**Work task:** Only one stretch of the data below should be repeated: the lines from the line containing "Each instance of the flower" through the line containing "Each instance of the bee's", inclusive, exactly as they are.

**Data records:**
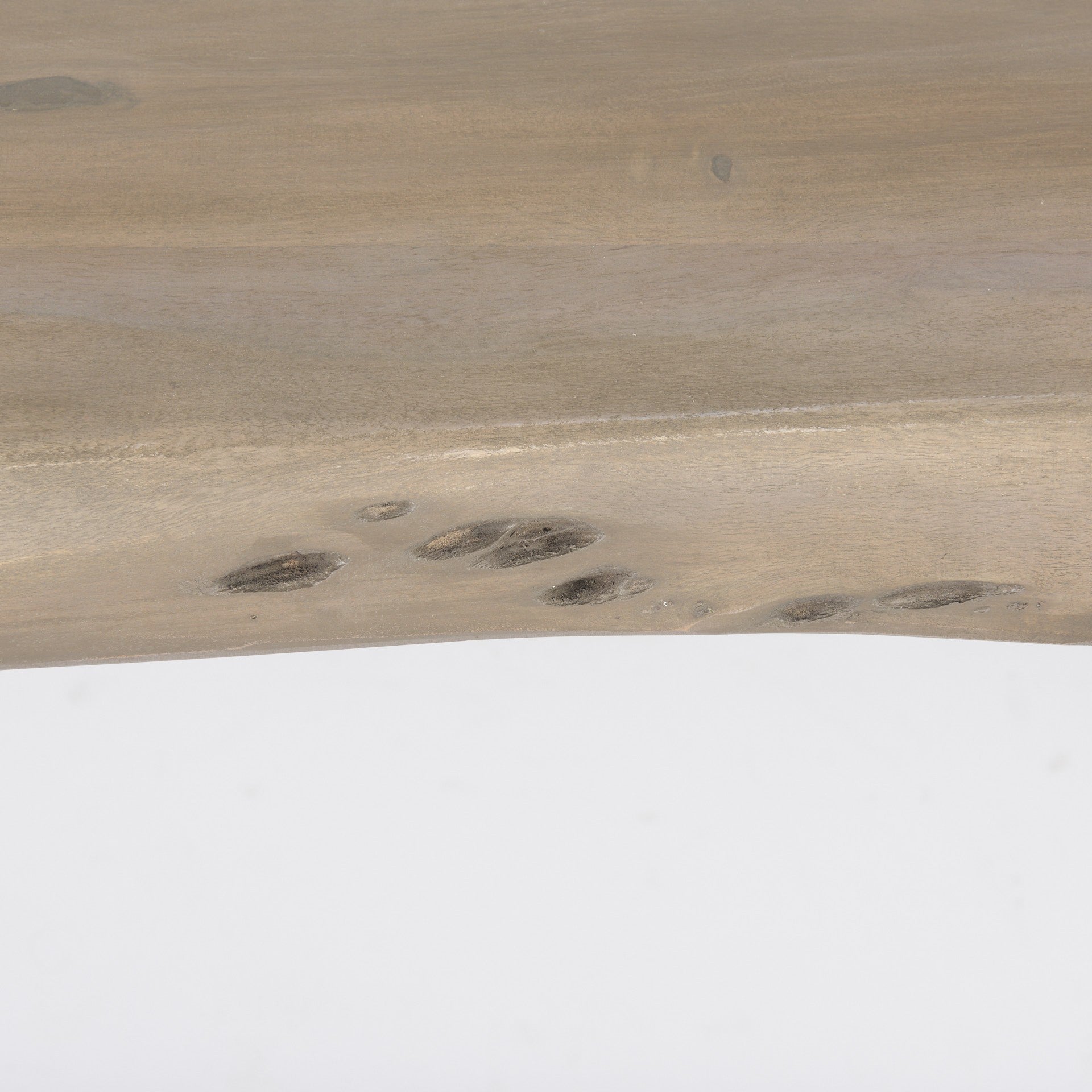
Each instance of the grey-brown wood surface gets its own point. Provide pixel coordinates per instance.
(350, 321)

* * *

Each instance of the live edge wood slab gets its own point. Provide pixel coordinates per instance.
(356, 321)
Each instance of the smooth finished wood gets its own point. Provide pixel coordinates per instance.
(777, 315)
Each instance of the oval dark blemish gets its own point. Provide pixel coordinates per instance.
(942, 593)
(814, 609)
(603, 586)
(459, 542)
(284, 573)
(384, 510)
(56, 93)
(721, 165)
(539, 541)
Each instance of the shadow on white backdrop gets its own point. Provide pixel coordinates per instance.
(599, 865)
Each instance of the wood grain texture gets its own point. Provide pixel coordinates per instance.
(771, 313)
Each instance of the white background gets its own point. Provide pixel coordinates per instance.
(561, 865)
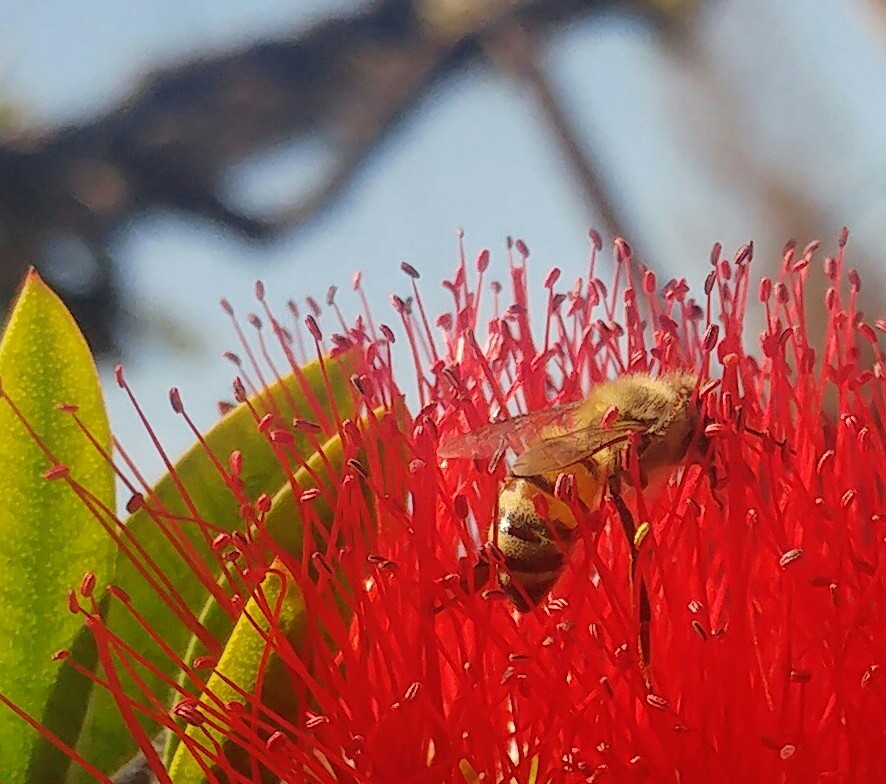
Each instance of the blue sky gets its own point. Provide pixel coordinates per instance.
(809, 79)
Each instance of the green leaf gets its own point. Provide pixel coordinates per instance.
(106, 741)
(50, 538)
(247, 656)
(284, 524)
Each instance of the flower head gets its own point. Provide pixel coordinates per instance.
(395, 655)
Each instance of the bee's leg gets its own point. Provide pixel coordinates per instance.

**Result of the exercise:**
Each instance of the flower head gets its own point. Provide pixel coordinates per instance.
(395, 655)
Each instance of the bee's leg gets its own point. Provide pixel coordinates per instance.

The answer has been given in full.